### EXERCISE DETAILS
Will you copy, word for word, the records from the line containing "the helicopter cockpit" through the end of the records, inclusive?

### RECORDS FOR THIS EXERCISE
──────

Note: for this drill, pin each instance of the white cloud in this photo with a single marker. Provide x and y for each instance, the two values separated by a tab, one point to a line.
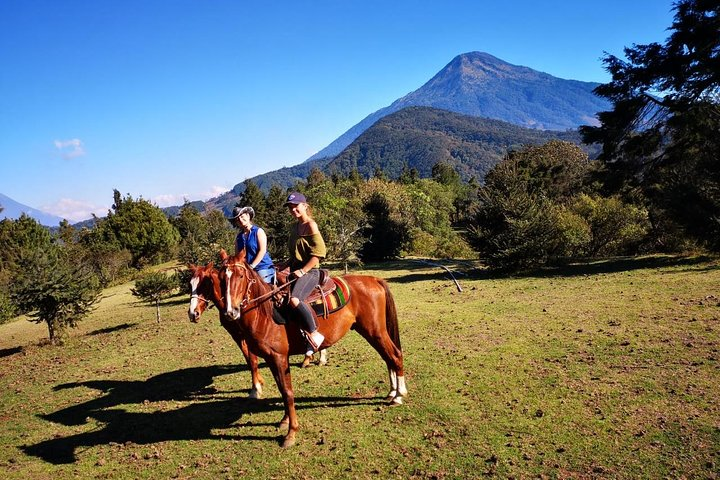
70	148
171	200
215	191
75	210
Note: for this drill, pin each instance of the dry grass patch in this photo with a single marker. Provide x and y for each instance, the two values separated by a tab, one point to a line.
602	370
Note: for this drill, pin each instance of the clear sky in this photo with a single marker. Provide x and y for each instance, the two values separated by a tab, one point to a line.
182	99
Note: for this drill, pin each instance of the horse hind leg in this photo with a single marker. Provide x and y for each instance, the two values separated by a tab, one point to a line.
398	389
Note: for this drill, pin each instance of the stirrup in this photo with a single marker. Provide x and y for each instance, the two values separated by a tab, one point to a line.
315	339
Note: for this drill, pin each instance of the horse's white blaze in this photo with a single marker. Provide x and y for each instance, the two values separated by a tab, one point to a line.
194	296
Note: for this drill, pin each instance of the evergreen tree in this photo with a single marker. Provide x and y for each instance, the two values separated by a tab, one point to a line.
661	140
55	290
153	287
141	228
384	236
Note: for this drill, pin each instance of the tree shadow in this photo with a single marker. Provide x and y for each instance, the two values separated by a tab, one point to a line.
470	271
116	328
210	410
621	264
6	352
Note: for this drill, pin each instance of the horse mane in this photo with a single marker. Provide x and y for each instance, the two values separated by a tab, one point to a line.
258	287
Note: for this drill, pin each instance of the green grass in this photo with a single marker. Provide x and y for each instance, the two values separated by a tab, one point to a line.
597	370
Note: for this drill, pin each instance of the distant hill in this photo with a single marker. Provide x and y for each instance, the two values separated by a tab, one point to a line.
475	84
482	85
418	137
13	209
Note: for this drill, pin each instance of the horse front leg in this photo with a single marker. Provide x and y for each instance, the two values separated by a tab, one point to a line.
280	366
256	378
250	358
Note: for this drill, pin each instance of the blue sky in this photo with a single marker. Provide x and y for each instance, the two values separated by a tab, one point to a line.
168	100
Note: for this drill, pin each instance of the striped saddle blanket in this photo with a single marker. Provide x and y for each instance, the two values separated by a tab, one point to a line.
330	296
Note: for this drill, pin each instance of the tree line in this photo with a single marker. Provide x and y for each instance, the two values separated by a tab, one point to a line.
654	188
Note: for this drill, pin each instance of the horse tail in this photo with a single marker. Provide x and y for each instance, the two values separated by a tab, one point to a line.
391	322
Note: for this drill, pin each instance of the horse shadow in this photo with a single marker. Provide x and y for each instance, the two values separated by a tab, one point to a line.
212	414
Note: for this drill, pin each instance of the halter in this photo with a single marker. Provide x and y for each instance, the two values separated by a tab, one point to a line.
198	297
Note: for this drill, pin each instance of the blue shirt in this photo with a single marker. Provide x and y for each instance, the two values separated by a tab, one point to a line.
249	242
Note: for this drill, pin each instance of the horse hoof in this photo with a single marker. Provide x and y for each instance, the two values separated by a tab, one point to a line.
289	441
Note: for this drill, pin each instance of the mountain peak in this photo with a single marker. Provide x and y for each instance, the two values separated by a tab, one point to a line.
482	85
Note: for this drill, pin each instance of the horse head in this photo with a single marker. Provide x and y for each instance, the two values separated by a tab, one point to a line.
205	287
238	280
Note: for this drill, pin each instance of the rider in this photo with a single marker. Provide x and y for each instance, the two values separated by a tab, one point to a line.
254	240
306	247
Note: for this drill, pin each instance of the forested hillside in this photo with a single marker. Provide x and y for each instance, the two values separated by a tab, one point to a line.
420	137
416	138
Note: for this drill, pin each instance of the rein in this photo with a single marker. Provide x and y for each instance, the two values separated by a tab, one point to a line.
248	302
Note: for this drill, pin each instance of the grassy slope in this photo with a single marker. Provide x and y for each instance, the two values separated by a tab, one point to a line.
606	370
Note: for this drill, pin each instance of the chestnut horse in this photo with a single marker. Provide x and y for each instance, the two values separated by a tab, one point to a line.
206	287
370	311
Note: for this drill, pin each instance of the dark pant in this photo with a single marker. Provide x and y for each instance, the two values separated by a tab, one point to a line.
302	287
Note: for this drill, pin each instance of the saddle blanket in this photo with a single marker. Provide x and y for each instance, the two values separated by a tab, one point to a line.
332	300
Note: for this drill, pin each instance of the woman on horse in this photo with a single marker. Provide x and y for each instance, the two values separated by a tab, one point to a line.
254	240
306	247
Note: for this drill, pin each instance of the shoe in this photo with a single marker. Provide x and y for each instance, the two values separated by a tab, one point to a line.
316	338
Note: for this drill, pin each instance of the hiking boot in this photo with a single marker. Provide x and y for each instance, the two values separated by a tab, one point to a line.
316	338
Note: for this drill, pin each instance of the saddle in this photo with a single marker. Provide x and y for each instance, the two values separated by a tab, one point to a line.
329	296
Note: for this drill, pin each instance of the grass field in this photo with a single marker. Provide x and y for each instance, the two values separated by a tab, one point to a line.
598	370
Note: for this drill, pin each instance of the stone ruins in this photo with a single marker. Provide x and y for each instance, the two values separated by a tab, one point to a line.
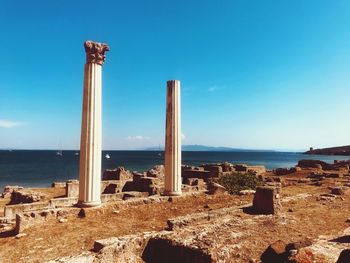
219	227
91	127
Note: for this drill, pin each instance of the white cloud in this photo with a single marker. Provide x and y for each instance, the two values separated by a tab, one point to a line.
137	138
10	124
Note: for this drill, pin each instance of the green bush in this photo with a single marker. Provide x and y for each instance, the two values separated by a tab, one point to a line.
235	182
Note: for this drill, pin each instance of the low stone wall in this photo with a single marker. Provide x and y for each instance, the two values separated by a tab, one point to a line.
199	174
12	210
63	201
183	221
266	200
111	197
112	186
58	184
72	188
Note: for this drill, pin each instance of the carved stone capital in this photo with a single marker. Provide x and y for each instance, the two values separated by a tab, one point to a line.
95	52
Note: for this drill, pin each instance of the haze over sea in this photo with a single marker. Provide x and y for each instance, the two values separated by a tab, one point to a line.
39	168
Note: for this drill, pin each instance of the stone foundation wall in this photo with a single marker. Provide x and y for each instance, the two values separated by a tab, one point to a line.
12	210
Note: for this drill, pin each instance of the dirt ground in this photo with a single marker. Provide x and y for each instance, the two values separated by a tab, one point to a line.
306	217
62	239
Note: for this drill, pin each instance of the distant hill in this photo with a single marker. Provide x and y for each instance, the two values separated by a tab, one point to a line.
204	148
340	150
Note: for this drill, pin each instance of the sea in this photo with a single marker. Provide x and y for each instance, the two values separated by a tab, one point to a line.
39	168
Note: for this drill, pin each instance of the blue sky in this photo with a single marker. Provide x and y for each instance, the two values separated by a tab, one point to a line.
254	74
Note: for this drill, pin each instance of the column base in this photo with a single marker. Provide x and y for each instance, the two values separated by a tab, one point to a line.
83	204
171	193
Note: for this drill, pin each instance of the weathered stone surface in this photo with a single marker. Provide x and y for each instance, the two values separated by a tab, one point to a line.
172	155
111	197
241	167
85	257
284	171
247	192
9	189
194	182
337	191
91	126
117	174
227	167
25	196
215	188
215	170
134	194
194	173
58	184
157	172
112	186
63	201
344	256
276	253
12	210
266	200
29	219
314	164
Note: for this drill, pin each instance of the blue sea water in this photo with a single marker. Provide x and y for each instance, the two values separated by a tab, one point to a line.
40	168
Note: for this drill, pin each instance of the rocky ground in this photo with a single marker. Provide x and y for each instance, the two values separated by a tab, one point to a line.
314	220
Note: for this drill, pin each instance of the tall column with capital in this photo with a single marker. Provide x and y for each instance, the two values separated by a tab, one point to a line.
91	127
172	185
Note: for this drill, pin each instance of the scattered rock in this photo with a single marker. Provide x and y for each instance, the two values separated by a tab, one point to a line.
25	196
276	253
18	236
266	200
9	189
337	191
247	192
344	256
215	188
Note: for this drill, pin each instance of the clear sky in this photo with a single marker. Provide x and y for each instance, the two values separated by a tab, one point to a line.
254	73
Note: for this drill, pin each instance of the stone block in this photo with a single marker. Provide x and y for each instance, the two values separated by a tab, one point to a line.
214	169
25	196
117	174
58	184
26	220
256	169
204	175
112	186
12	210
72	188
266	200
241	167
9	189
111	197
63	202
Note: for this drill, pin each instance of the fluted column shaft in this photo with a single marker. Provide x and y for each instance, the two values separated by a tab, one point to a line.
91	128
172	185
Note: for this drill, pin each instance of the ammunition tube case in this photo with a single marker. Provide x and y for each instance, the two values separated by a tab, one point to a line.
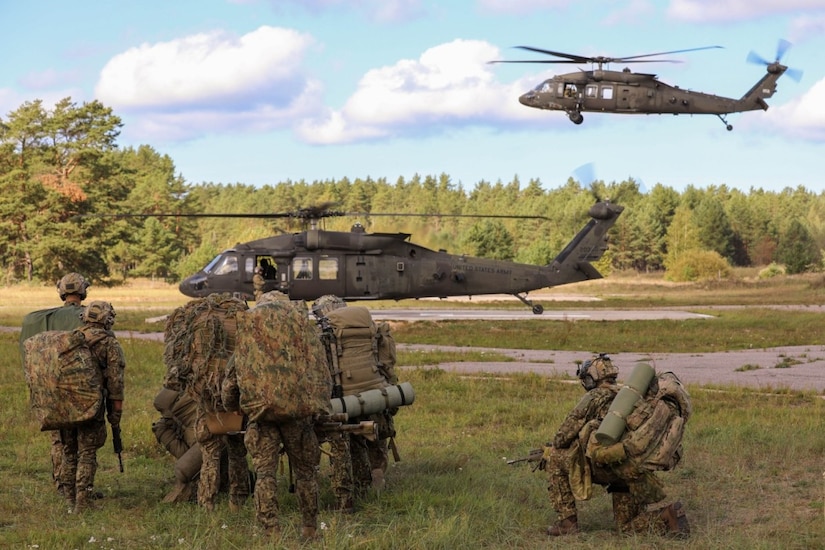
614	424
374	401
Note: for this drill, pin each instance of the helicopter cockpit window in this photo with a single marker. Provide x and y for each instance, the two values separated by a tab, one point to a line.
227	265
302	268
328	269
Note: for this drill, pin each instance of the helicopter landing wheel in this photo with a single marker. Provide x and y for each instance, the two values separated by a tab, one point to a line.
728	127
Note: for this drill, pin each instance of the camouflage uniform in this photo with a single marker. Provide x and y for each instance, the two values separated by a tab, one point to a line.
263	441
258	283
72	289
80	443
631	494
175	430
212	447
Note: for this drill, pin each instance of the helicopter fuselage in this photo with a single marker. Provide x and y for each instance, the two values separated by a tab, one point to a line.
357	265
626	92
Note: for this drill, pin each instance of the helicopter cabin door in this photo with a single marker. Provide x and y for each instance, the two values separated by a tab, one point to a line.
313	275
600	97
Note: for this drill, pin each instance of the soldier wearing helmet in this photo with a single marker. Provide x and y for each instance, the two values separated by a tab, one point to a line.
72	289
80	443
569	459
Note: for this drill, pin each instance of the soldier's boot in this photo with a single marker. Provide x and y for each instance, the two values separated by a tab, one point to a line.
84	501
69	494
378	479
566	526
675	520
345	505
181	492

──────

### WORKED SOLUTION
Note: for this drill, pin each instance of the helicopter cockpit window in this photo with a single marker. Provide x and y for each instance, the two values separated by a tab, one point to a line.
227	265
302	268
328	269
Note: for this drill, pin each instance of the helicopter landing wheel in this photo with a single marker. Provide x and y for each instance, the two values separated by a tab, one point to a line.
728	127
Note: for this drill, pin each instance of the camouflage uniform in this photo with a single marker. Provide x and y for each instance, the two values separated by a tab, one point to a line.
263	441
258	283
72	289
80	443
631	494
175	430
212	447
Note: for this drill, pin each instance of the helicopter fuselage in this photo with a single marker. Provide x and y for each instance, the two values separated by a tab, one point to a line.
357	265
626	92
Note: for this drill, pin each instance of the helicopter cabin door in this photo with a single marker. Provide x and y for each instance, the two values separated by a tab, one point to a line.
313	275
600	97
Note: for this drill, pin each instance of the soldier wearing helmet in this photo with a single marker. Provide x and y for each instance, the two values separated by a tab, one point to a line.
72	289
80	443
569	459
Note: for this drill, pin each instance of the soldier's boot in this photo with a single marker. Provide x and y for each instance, the two values separated by a tab, one point to a line.
84	501
69	494
378	479
566	526
675	520
345	505
181	492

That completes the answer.